---------- INPUT

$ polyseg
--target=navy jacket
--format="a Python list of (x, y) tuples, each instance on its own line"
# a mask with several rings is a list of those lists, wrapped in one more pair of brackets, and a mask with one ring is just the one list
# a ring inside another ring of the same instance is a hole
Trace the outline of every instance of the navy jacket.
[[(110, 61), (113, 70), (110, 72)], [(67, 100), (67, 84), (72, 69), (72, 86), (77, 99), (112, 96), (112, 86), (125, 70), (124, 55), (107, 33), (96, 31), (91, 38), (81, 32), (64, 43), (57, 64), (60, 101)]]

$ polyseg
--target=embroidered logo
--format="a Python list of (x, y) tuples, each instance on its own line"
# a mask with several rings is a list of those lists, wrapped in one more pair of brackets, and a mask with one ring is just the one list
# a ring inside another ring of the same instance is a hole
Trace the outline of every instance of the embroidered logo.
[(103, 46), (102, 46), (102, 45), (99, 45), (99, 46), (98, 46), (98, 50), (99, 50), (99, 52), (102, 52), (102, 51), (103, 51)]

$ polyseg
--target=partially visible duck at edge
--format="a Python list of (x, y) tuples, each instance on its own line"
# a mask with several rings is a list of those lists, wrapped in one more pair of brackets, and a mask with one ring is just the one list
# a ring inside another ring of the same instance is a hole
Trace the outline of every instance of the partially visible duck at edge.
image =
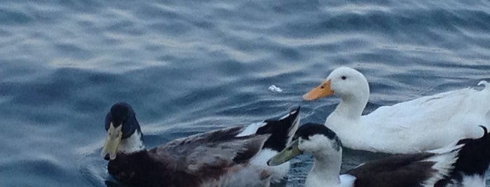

--------------------

List each line in the data above that contains the string "edge", treating uppercase and lowercase as different.

--target=partially visible duck at edge
Trace the outline of every instance of the partially visible duck at edge.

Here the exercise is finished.